======== Data ========

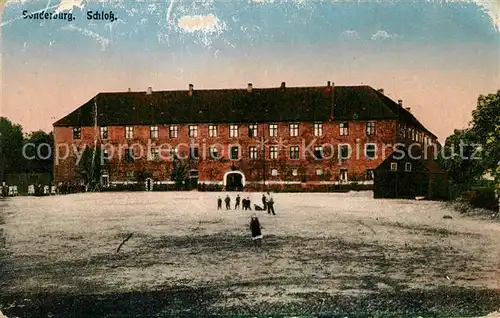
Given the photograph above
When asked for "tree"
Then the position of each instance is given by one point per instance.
(90, 166)
(486, 126)
(11, 143)
(459, 158)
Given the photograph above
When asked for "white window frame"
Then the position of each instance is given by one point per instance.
(295, 150)
(293, 129)
(318, 129)
(129, 132)
(408, 167)
(173, 131)
(253, 153)
(253, 130)
(370, 128)
(374, 151)
(154, 132)
(273, 152)
(193, 131)
(213, 131)
(344, 129)
(394, 166)
(104, 132)
(273, 130)
(231, 153)
(233, 131)
(154, 153)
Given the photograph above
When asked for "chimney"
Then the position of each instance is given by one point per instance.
(332, 109)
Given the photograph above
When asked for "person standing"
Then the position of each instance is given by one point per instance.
(237, 204)
(264, 201)
(255, 228)
(270, 205)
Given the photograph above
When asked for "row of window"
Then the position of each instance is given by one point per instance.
(254, 153)
(394, 166)
(234, 131)
(413, 134)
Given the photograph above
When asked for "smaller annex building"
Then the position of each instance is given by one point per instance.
(405, 177)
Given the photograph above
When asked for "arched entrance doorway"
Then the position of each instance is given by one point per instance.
(234, 181)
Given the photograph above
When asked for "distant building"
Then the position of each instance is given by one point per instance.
(311, 135)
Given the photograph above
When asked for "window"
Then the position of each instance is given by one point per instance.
(193, 153)
(212, 131)
(173, 131)
(408, 167)
(370, 128)
(233, 131)
(318, 129)
(273, 130)
(193, 131)
(174, 153)
(252, 152)
(129, 155)
(344, 129)
(343, 175)
(77, 132)
(214, 153)
(369, 174)
(273, 152)
(294, 152)
(153, 132)
(105, 155)
(318, 152)
(294, 130)
(344, 151)
(252, 130)
(129, 132)
(155, 154)
(103, 132)
(234, 153)
(370, 151)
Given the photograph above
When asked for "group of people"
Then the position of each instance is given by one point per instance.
(255, 227)
(267, 202)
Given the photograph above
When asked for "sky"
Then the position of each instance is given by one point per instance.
(437, 56)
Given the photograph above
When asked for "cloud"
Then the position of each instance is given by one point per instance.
(382, 35)
(104, 42)
(204, 23)
(349, 35)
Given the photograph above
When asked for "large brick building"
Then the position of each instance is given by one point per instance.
(239, 137)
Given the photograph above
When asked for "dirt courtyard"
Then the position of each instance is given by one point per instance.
(322, 254)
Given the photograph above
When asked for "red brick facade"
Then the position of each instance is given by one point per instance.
(213, 170)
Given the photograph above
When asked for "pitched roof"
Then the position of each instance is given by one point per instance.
(236, 105)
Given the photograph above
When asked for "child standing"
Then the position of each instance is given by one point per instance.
(256, 230)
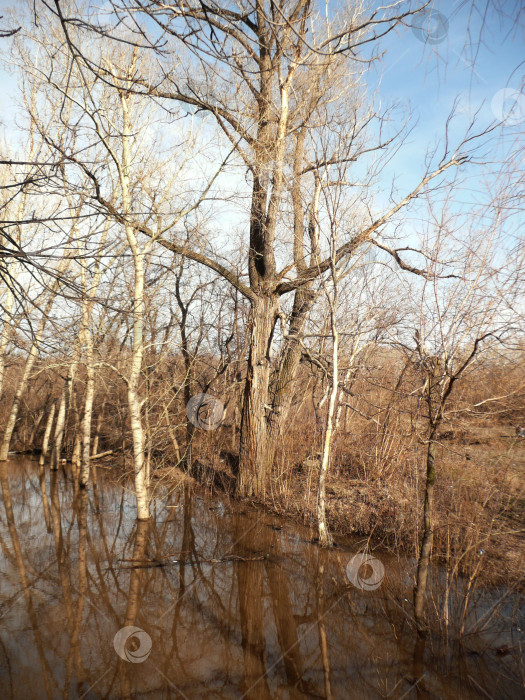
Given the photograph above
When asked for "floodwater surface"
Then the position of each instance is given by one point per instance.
(207, 600)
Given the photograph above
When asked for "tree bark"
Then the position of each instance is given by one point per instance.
(253, 462)
(426, 544)
(47, 433)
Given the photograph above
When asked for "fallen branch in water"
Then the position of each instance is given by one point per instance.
(149, 563)
(102, 454)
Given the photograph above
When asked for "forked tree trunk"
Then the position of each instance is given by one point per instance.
(60, 427)
(287, 373)
(253, 463)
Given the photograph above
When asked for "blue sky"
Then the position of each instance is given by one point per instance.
(431, 76)
(426, 77)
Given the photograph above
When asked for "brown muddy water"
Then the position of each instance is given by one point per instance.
(219, 602)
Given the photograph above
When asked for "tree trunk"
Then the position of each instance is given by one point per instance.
(428, 535)
(4, 338)
(63, 410)
(86, 419)
(253, 463)
(47, 434)
(325, 538)
(291, 358)
(15, 406)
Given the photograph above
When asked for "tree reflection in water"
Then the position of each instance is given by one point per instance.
(236, 605)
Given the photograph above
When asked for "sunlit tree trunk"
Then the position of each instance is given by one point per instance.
(137, 353)
(47, 433)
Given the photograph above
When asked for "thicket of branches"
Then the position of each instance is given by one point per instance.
(198, 206)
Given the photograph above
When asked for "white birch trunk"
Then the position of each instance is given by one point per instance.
(47, 433)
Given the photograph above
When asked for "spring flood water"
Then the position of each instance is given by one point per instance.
(207, 600)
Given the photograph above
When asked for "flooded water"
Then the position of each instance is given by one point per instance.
(218, 602)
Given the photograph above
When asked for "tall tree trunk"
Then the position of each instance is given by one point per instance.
(7, 329)
(15, 406)
(325, 538)
(47, 433)
(62, 415)
(253, 465)
(287, 373)
(85, 462)
(137, 354)
(428, 536)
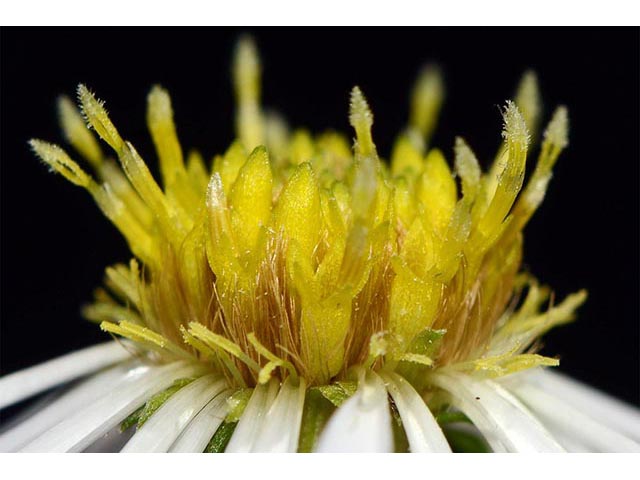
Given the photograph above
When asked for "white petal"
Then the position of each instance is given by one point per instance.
(423, 432)
(164, 426)
(195, 437)
(66, 405)
(30, 381)
(110, 442)
(505, 423)
(87, 425)
(608, 410)
(280, 433)
(578, 427)
(253, 417)
(362, 423)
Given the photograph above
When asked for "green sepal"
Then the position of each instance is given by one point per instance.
(131, 420)
(156, 401)
(452, 416)
(400, 440)
(237, 402)
(317, 410)
(425, 344)
(463, 441)
(338, 392)
(220, 439)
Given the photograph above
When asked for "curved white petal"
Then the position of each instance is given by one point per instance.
(30, 381)
(423, 432)
(165, 425)
(64, 406)
(87, 425)
(505, 423)
(253, 417)
(578, 427)
(281, 431)
(362, 423)
(110, 442)
(609, 411)
(195, 437)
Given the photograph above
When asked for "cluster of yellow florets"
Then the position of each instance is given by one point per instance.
(299, 256)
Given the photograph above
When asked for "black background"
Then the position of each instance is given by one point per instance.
(55, 243)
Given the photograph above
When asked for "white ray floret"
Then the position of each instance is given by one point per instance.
(252, 419)
(422, 430)
(66, 405)
(195, 437)
(362, 423)
(33, 380)
(281, 432)
(165, 425)
(81, 429)
(609, 411)
(505, 423)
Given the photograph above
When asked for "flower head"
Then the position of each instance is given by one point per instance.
(297, 273)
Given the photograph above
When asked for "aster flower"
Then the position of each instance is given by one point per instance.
(303, 294)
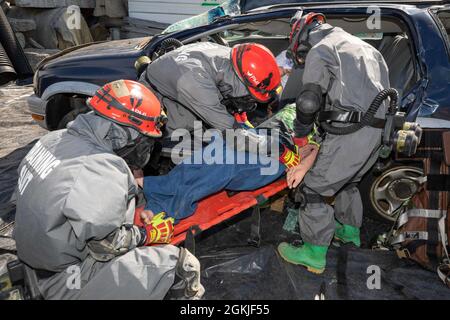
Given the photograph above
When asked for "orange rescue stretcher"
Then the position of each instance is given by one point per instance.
(221, 206)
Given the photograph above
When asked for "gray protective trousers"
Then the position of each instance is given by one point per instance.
(350, 73)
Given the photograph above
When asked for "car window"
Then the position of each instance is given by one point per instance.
(228, 8)
(444, 18)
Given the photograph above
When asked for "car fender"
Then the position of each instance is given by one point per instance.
(75, 87)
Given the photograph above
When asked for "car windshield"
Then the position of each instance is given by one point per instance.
(228, 8)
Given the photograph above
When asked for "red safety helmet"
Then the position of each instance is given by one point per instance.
(257, 68)
(130, 103)
(301, 25)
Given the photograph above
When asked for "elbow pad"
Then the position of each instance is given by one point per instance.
(308, 104)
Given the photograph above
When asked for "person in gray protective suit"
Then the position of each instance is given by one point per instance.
(342, 76)
(212, 83)
(76, 200)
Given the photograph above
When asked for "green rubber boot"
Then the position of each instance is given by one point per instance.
(347, 234)
(311, 256)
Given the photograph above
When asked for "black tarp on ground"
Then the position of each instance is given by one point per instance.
(234, 270)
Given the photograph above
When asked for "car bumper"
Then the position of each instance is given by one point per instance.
(38, 107)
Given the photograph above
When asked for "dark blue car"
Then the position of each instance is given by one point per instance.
(411, 35)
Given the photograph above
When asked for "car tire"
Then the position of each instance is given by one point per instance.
(384, 192)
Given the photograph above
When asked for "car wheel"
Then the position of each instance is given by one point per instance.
(385, 193)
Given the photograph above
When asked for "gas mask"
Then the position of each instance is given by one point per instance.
(240, 104)
(137, 153)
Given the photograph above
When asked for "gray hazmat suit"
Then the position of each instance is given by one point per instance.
(351, 73)
(194, 79)
(75, 210)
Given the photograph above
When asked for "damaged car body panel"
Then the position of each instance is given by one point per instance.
(103, 62)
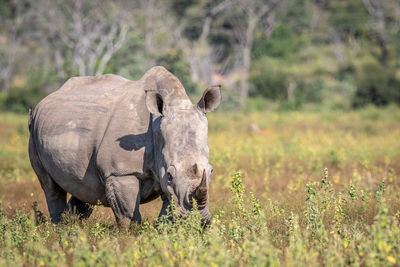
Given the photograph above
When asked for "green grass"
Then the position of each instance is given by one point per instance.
(305, 189)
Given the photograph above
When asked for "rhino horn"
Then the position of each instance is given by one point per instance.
(201, 192)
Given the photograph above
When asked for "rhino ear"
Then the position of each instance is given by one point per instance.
(211, 99)
(155, 103)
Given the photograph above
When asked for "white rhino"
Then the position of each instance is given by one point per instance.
(122, 143)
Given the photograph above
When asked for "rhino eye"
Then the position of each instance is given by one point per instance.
(170, 179)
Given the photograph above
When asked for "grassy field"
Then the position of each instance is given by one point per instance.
(292, 189)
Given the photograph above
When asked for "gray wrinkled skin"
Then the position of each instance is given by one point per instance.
(122, 143)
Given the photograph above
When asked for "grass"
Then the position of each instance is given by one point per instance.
(304, 189)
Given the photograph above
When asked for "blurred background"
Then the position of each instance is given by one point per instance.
(267, 54)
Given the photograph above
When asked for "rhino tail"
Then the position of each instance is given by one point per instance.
(30, 119)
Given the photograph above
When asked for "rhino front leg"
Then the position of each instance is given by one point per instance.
(56, 197)
(124, 198)
(165, 207)
(82, 209)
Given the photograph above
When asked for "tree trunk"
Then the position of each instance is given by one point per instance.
(244, 83)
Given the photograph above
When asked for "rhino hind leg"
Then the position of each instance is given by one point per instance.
(56, 198)
(124, 198)
(82, 209)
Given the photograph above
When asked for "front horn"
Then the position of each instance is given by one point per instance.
(201, 191)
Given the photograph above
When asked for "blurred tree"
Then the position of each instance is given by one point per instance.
(243, 28)
(15, 16)
(89, 32)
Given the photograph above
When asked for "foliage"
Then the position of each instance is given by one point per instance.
(308, 189)
(377, 85)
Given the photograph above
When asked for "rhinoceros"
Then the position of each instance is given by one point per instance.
(120, 143)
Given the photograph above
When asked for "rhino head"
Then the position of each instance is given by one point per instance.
(180, 133)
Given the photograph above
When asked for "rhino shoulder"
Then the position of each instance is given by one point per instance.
(109, 80)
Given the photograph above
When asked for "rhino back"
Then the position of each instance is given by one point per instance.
(84, 132)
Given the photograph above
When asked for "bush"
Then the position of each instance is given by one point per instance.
(173, 62)
(376, 85)
(268, 81)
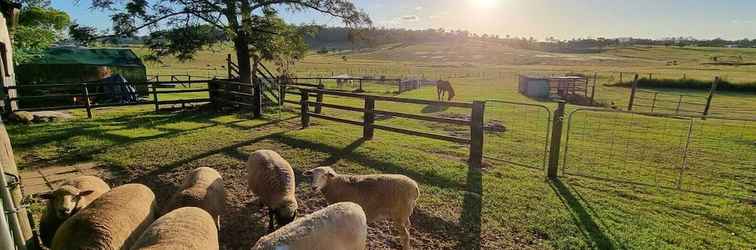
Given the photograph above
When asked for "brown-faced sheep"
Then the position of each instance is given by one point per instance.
(113, 221)
(341, 226)
(202, 188)
(72, 196)
(188, 228)
(381, 196)
(270, 177)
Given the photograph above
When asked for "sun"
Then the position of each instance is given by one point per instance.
(485, 3)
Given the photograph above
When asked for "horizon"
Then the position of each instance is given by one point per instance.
(541, 19)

========

● Task:
Copy each line of the records above that carries the word "person".

● Finished task:
When asked for "person standing"
When asked for "person in gray protective suit"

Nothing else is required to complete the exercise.